Date
23 October 2017
During China’s long National Day holiday break, the number of mainlanders who used Alipay abroad is said to have surged seven-fold, with HK recording the highest transaction volume among all travel destinations. Photo: Retail News Asia
During China’s long National Day holiday break, the number of mainlanders who used Alipay abroad is said to have surged seven-fold, with HK recording the highest transaction volume among all travel destinations. Photo: Retail News Asia

E-payments: After falling behind China, HK starts to catch up

The Hong Kong Monetary Authority, the city’s de facto central bank, has unveiled seven initiatives in relation to FinTech development. The move has been applauded by industry participants.

Still, many have criticized Hong Kong for its slow progress in this arena, in particular compared to China.

Well, I believe that has to do with the historical background.

As Hong Kong has sound financial infrastructure, and consumers can use a wide range of credit cards and have easy access to ATMs, there was little demand for new e-payment tools such as AliPay, WeChat pay or PayPal.

China’s situation is different. The country has a number of unique problems that somehow became the tailwinds for e-payment development.

The nation’s financial infrastructure remains underdeveloped, offering a vast market for internet giants like Alibaba and Tencent to thrive.

For instance, credit card payment is not that common in lower-tier Chinese cities. Most people have to take large amount of cash for shopping or dining out, given that 100 is the largest-denomination Chinese banknote.

An investigation revealed that the renminbi is the dirtiest paper money in the world. Each bill contains as many as 180,000 bacteria.

There are other issues. Merchants are worried that they may receive counterfeit money from customers. The need to physically deposit with banks the cash received also raised concerns about the risk of robbery.

It is against such backdrop, along with a more relaxed regulatory regime, that Alipay and WeChat Pay have been quickly accepted by Chinese consumers and merchants.

In other words, China’s prosperous online payment business owes much to the nation’s underdeveloped financial infrastructure. We can call this the latecomer advantage.

> **EXERCISE DATA**:
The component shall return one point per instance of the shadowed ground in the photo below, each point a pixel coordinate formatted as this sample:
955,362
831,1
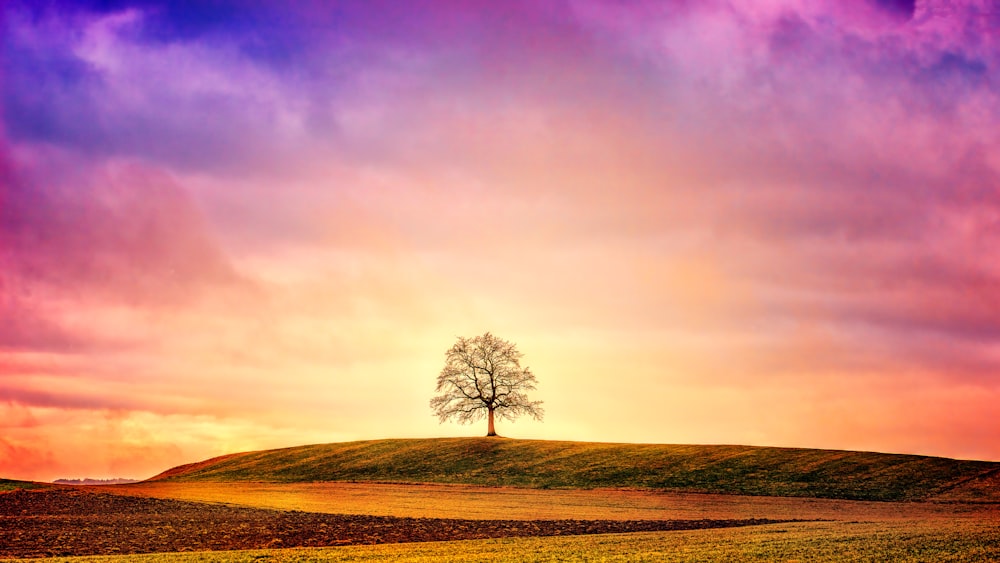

> **YOUR INSTRUCTIONS**:
Answer these from the article on e-payments in Hong Kong and China:
(a) How many FinTech initiatives did the Hong Kong Monetary Authority unveil?
(b) What is the largest-denomination Chinese banknote?
(c) How many bacteria can each renminbi bill contain?

> **SOLUTION TO THE EXERCISE**:
(a) Seven.
(b) 100.
(c) As many as 180,000.